Please retype the rows from the line containing "Task: set a point on the crown" through the line containing "Target: gray wall", keeping every line as it appears and leaving the pictures out of your answer.

**A block of data:**
━━━━━━━━

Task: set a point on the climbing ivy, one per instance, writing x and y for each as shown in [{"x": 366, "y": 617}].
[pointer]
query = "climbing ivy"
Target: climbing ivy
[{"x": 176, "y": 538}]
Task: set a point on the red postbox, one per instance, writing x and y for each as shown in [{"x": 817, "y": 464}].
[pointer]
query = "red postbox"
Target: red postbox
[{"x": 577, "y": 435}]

━━━━━━━━

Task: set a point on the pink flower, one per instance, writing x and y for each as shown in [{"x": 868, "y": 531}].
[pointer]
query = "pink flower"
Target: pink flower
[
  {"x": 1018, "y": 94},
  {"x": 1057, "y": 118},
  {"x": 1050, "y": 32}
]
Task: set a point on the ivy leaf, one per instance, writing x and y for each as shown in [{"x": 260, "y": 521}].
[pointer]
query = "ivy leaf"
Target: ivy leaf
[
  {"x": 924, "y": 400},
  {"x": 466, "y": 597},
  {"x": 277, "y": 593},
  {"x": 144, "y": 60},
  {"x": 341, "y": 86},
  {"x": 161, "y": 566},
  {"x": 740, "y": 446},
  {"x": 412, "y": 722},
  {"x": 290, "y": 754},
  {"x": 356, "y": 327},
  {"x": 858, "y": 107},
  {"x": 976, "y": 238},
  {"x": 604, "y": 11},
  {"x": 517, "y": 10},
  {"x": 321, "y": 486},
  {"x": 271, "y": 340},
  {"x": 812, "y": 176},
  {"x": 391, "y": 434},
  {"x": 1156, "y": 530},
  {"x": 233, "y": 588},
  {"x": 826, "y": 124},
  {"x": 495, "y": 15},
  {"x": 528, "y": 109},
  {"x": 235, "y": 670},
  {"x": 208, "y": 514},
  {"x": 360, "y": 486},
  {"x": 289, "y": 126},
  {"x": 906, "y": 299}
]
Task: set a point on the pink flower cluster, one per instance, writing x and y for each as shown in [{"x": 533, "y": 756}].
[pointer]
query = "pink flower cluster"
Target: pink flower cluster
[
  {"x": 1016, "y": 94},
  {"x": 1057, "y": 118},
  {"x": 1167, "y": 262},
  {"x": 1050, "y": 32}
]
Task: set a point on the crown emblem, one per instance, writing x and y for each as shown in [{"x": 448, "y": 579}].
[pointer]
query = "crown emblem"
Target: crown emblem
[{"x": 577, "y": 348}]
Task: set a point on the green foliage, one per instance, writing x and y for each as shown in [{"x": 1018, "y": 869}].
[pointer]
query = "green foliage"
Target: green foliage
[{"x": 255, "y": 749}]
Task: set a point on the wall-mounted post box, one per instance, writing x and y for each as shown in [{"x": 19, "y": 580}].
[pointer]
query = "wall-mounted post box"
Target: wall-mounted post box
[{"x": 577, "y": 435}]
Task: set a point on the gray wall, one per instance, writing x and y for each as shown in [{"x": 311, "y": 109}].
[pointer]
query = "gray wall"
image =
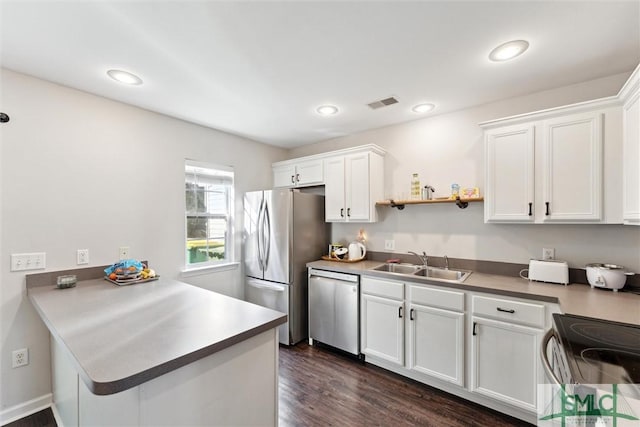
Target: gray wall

━━━━━━━━

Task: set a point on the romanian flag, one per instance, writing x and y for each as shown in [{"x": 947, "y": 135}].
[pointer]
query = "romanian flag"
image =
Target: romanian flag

━━━━━━━━

**SOLVED PROBLEM:**
Task: set a point on the crown emblem, one per instance, writing x and y for each as shown in [{"x": 448, "y": 579}].
[pointer]
query = "crown emblem"
Target: crown emblem
[{"x": 577, "y": 348}]
Task: set a point on the green foliage, one per instance, writing x and y for each as shown in [{"x": 1018, "y": 869}].
[pointer]
query = "green foliage"
Target: green foliage
[{"x": 255, "y": 749}]
Task: set a point on the wall-mounted post box, one per instance, writing x and y for each as shown in [{"x": 19, "y": 580}].
[pointer]
query = "wall-mounted post box"
Target: wall-mounted post box
[{"x": 577, "y": 435}]
Task: set a point on the gray wall, one per instance, writing x and y for each as shown in [{"x": 311, "y": 109}].
[pointer]
query = "gray wall"
image =
Target: gray wall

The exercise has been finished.